**Selected text:**
--- START ---

Once again, all these figures refer to the present values of expected future debt service relief, not to current cash transfers. As of 2006, only a third of HIPC I’s relief and less than 20 percent of HIPC II’s had actually been “banked” – an average of less than $1 billion of cash savings per year, to be divided up among all these very poor countries.
The High Costs of HIPC Relief
Even these modest savings were not cost-free to the countries involved. To comply with the BWI’s demands for HIPC relief, developing countries were required to the usual panoply of neoliberal reforms, many of which had perverse political and economic side effects. There are many examples that illustrate this point.
F. MDRI
Our final stop on the debt relief train is the “Multilateral Debt Relief Initiative” (“MDRI”), announced with so much fanfare at the July 2005 G-8 meetings. On closer inspection, this debt relief plan was even less impressive and generous than HIPC.
By 2004, many debtor countries and First World NGOs had finally had it with HIPC. However, MDRI only really came together because the UK Chancellor, Gordon Brown, saw a chance to earn some political capital, make up for the UK’s lagging foreign aid contributions, and heal some of the bad feelings that had been generated by the UK’s support for the Iraq War, all at very little cost.
With HIPC already set to expire, and with so much low-income debt still outstanding, Brown decided to work closely – and indeed help to fund -- the Live 8/”End Poverty Now” alliance’s “free” concerts. The collaboration with the NGOs was facilitated by the fact that one of Brown’s senior advisors, a former UBS banker, was an Oxfam board member, while Tony Blair’s senior advisor on debt policy was Oxfam’s former Policy Director.
These connections no doubt smoothed the reception for Brown’s proposals in the NGO world, but they ultimately failed to achieve very much incremental debt relief for poor countries.

--- END ---

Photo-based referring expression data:

--- START ---

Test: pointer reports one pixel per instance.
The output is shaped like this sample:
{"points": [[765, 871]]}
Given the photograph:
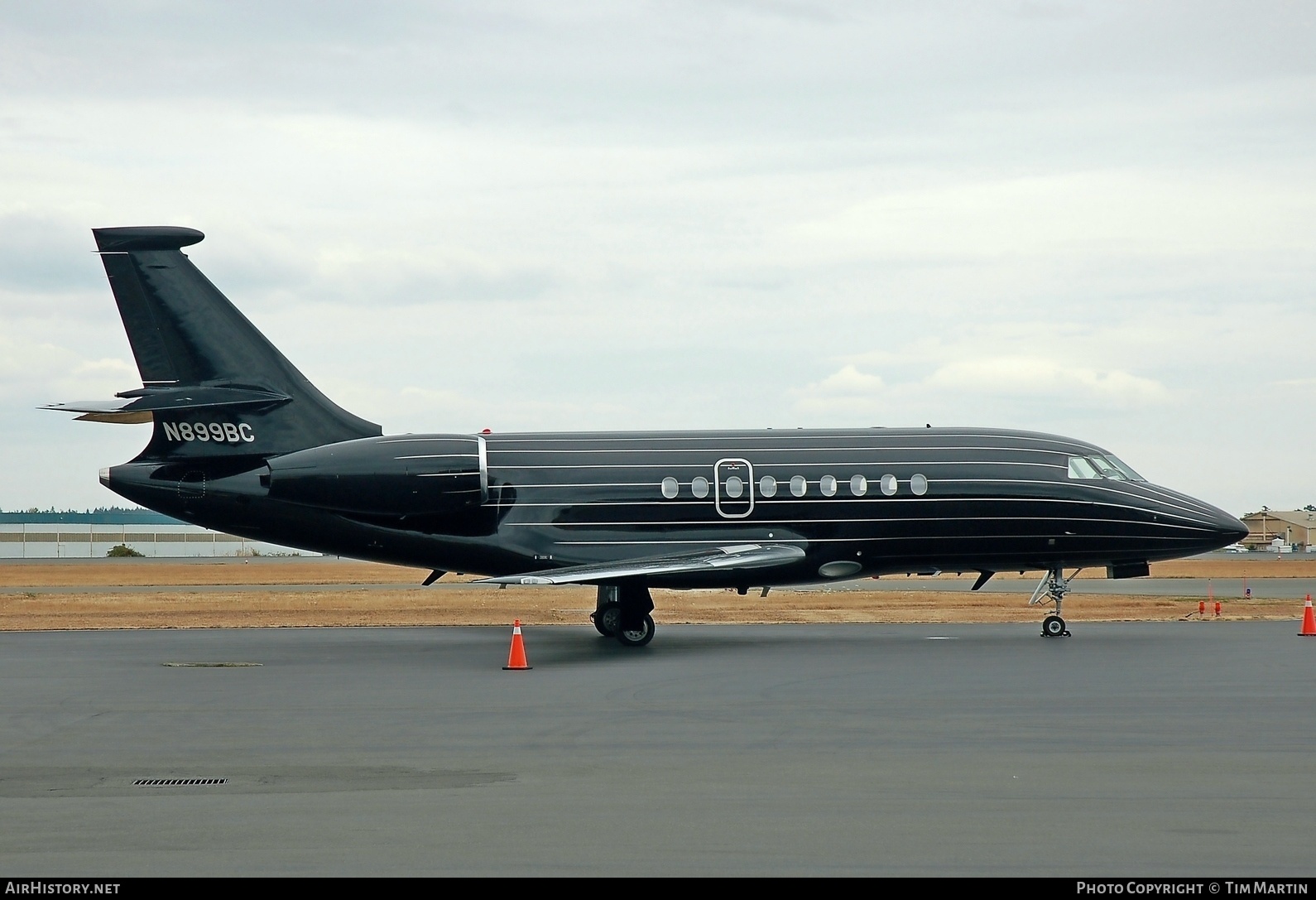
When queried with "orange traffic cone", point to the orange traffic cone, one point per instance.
{"points": [[516, 659]]}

--- END ---

**Assignment A:** Rewrite the paragraph of the debt relief excerpt that begins "By 2004, many debtor countries" as a short list, keeping its main facts.
**Assignment B:** Reproduce the part of the debt relief excerpt between "These connections no" and "for poor countries.", inclusive.

**Problem solution A:**
- By 2004, many debtor countries and First World NGOs had had enough of HIPC.
- MDRI came together mainly because UK Chancellor Gordon Brown saw a chance, at very little cost, to:
  - earn some political capital
  - make up for the UK's lagging foreign aid contributions
  - heal some of the bad feelings generated by the UK's support for the Iraq War

**Problem solution B:**
These connections no doubt smoothed the reception for Brown’s proposals in the NGO world, but they ultimately failed to achieve very much incremental debt relief for poor countries.